+++ EXTRAIT CHOISI

Autant de témoignages qui nous éloignent de l’image superficielle d’une nonchalance généralisée face aux risques. Le niveau de stress extrêmement élevé est tel que « les pauvres sont au contraire beaucoup plus sujets à la dépression que les plus riches (aussi bien dans les pays pauvres que dans les pays riches) » note, à juste titre, Esther Duflo. Une analyse qui peut s’extrapoler aux « classes populaires et moyennes » des pays en développement insuffisamment protégées. Le poids de la dépression, seconde cause d’invalidité dans le monde juste derrière le mal de dos, tend, ainsi, à être plus élevé dans les pays à revenus faibles ou moyens, et plus faible dans les pays à hauts revenus.
C’est, d’ailleurs, moins le drame de la pauvreté qui nous intéresse que la vulnérabilité du plus grand nombre comme « cause et conséquence de la pauvreté ». Non que ce drame de la pauvreté soit à minimiser, loin s’en faut, mais parce que « tenter de réduire la pauvreté collective sans s’attaquer à la vulnérabilité des personnes, c’est s’exposer à recommencer sa tâche tous les matins. En visant d’abord la vulnérabilité, on inscrit le recul de la pauvreté dans la durée ».
Si nous parlons de vulnérabilité tout au long de cet article, ce n’est pas par fausse pudeur, ce n’est pas pour éviter le mot « pauvreté » : nous pensons sincèrement que la vulnérabilité est la notion clé. Elle renvoie non pas à une classe objet statique, généralement éloignée de nous : « les pauvres ». Elle renvoie, au contraire, à des trajectoires de vie, dynamiques, individuelles et susceptibles de concerner un plus grand nombre.
Les deux économistes Dercon et Krishnan observent ainsi que, pendant plusieurs années, la pauvreté en zone rurale était restée stable, alors que 40 % des pauvres étaient des ménages différents chaque année. Elle est également présente au Pérou, en Afrique du Sud ou dans le Sud de l’Inde, où sur une période de 9 ans, 20 % des ménages furent constamment pauvres, tandis que 12 % ne le furent jamais, la grande majorité connaissant épisodiquement des périodes de pauvreté.

++++++
+++ DONNÉES AFFICHÉES

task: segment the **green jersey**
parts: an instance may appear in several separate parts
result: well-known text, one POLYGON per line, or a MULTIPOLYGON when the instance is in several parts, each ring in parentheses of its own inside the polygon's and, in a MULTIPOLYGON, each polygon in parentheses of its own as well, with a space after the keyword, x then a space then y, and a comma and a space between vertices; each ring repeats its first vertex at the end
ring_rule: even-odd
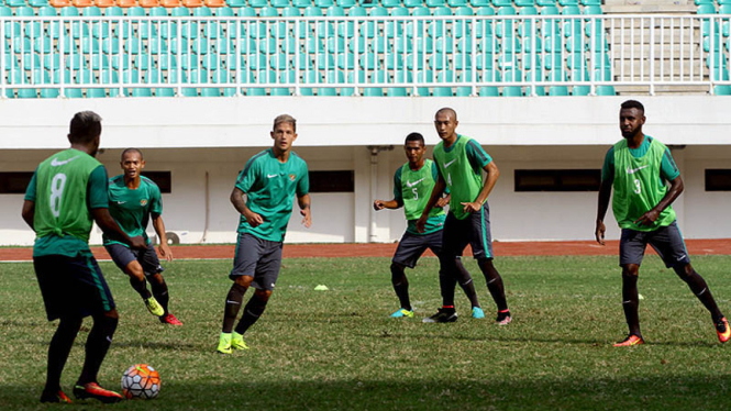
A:
MULTIPOLYGON (((417 221, 429 202, 429 197, 439 178, 438 173, 434 162, 425 159, 424 165, 418 170, 412 170, 407 163, 394 175, 394 198, 403 203, 403 213, 408 223, 406 231, 411 234, 422 234, 417 230, 417 221)), ((429 212, 423 234, 442 230, 445 216, 444 209, 434 207, 429 212)))
MULTIPOLYGON (((140 177, 140 187, 132 190, 124 184, 124 175, 109 179, 109 213, 120 229, 130 237, 141 235, 149 244, 147 223, 149 215, 156 219, 163 213, 163 198, 159 188, 147 177, 140 177)), ((129 245, 120 238, 102 235, 104 245, 129 245)))
POLYGON ((310 191, 307 163, 293 152, 287 163, 280 163, 272 148, 265 149, 246 162, 236 188, 246 195, 246 207, 264 219, 264 223, 253 227, 241 215, 239 232, 281 242, 292 213, 295 193, 302 197, 310 191))
POLYGON ((33 256, 90 253, 91 209, 108 208, 107 170, 92 156, 69 148, 46 158, 25 191, 35 203, 33 256))
MULTIPOLYGON (((663 173, 664 158, 669 155, 667 147, 650 136, 645 136, 645 141, 649 146, 641 156, 631 153, 627 140, 620 141, 612 147, 614 168, 612 211, 622 229, 654 231, 675 221, 675 211, 672 207, 667 207, 652 225, 634 223, 665 197, 666 180, 675 179, 679 175, 677 168, 669 175, 667 171, 663 173)), ((672 162, 672 157, 669 159, 672 162)))
POLYGON ((463 211, 463 202, 477 199, 483 189, 483 168, 492 162, 483 147, 466 135, 457 135, 450 147, 440 142, 434 147, 434 162, 439 173, 450 189, 450 212, 458 220, 467 218, 463 211))

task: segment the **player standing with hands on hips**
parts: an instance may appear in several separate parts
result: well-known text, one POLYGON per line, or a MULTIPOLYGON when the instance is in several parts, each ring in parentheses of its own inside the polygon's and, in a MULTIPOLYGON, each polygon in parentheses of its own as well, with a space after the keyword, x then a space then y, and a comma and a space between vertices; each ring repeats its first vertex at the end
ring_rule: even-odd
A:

++++++

**CONSIGNE 1:** Recopiez, dans l'extrait sur la pauvreté et la vulnérabilité, le passage qui commence par « Autant de témoignages » et s'achève sur « à hauts revenus. ».
**CONSIGNE 2:** Rédigez la suite du texte sur la pauvreté et la vulnérabilité, en reprenant juste après sa dernière phrase.

**RÉSULTAT OBTENU 1:**
Autant de témoignages qui nous éloignent de l’image superficielle d’une nonchalance généralisée face aux risques. Le niveau de stress extrêmement élevé est tel que « les pauvres sont au contraire beaucoup plus sujets à la dépression que les plus riches (aussi bien dans les pays pauvres que dans les pays riches) » note, à juste titre, Esther Duflo. Une analyse qui peut s’extrapoler aux « classes populaires et moyennes » des pays en développement insuffisamment protégées. Le poids de la dépression, seconde cause d’invalidité dans le monde juste derrière le mal de dos, tend, ainsi, à être plus élevé dans les pays à revenus faibles ou moyens, et plus faible dans les pays à hauts revenus.

**RÉSULTAT OBTENU 2:**
Les sociologues Catherine Pollack et Bernard Gazier notent que sur cinq ans, un tiers environ de la population européenne fait l’expérience de la pauvreté : « La pauvreté est surtout transitoire et la majorité de ses épisodes sont de courte durée : les études montrent en général qu’un tiers des personnes qui se trouvent en dessous du seuil de pauvreté n’y sont plus l’année suivante ». Et réciproquement, puisque « certaines périodes (chômage, naissance d’un enfant, maladie,…) peuvent être des occasions soudaines d’entrée dans la pauvreté ».
Aussi faut-il saluer les analyses des économistes Jean-Michel Servet et Eveline Baumann sur la nécessité de penser la pauvreté en termes de processus où l’inégalité face à la gestion de la vulnérabilité et l’irrégularité des ressources jouent un rôle central : « Approche qui se justifie d’autant plus que la proportion des populations vulnérables est généralement plus grande que celle des populations à faible revenu ».
Cette dépression devrait devenir de plus en plus importante dans nos pays post industriels marqués par le chômage de masse et une aggravation des Affections longues durées éprouvantes pour les malades et leur famille.
La prise en compte de la vulnérabilité revêt d’ailleurs, depuis quelques années, une importance nouvelle dans le monde de la microfinance, de l’économie de développement, et plus globalement de la lutte contre la pauvreté et l’exclusion.